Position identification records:
■ ■ ■ ■

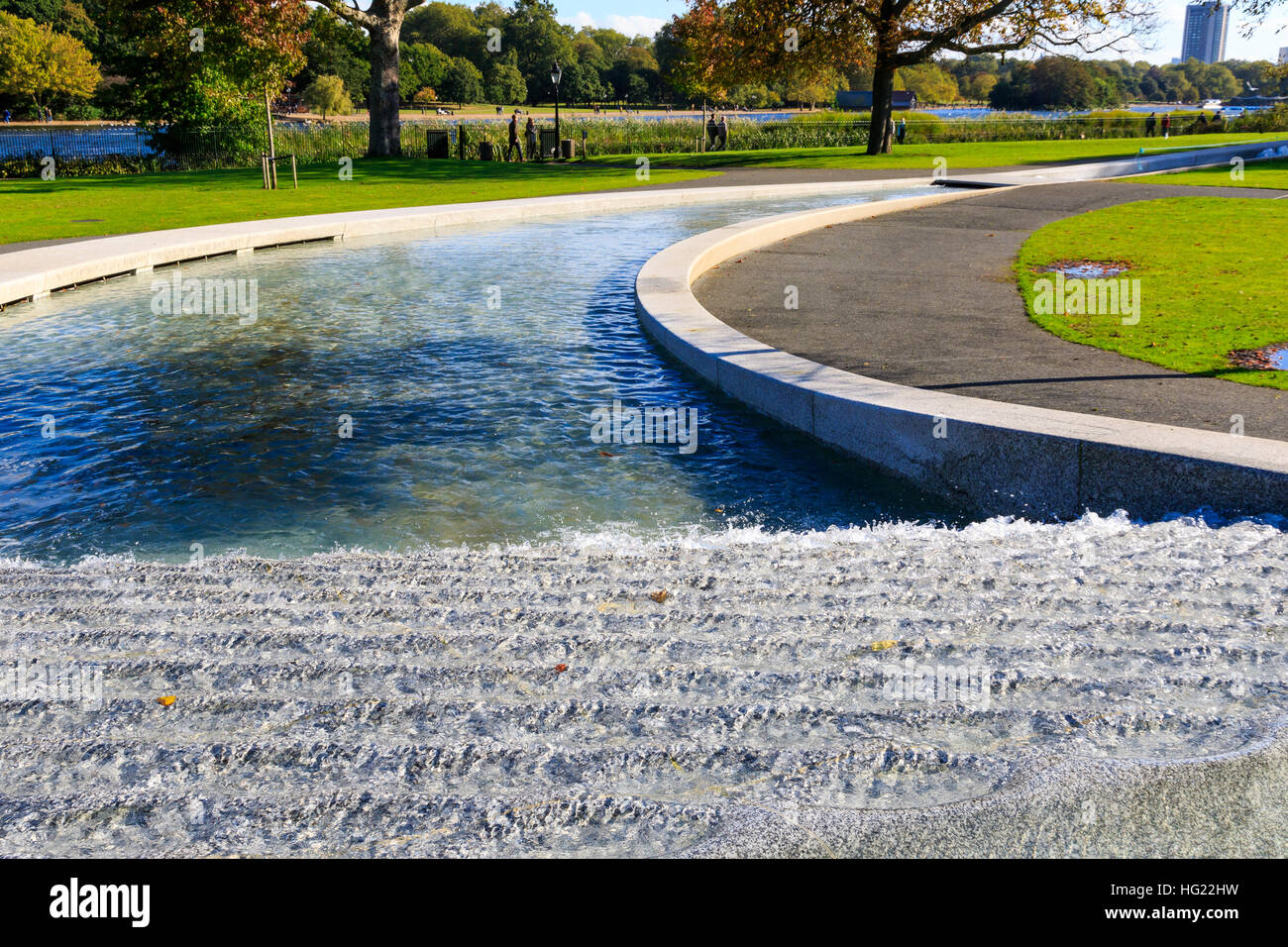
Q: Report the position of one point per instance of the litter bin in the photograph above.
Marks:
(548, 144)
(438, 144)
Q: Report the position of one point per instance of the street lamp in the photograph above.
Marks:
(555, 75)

■ ■ ■ ■

* _AIM OF THE EXERCISE_
Quote every item above word for word, omitting the pictures.

* _OUTPUT OF THE TASK_
Q: Report the position of one point per instance of the litter bin in the photograph above.
Marks:
(548, 144)
(438, 144)
Q: Report the position of one point per instance of the street lamp in the photograph above.
Marks:
(555, 75)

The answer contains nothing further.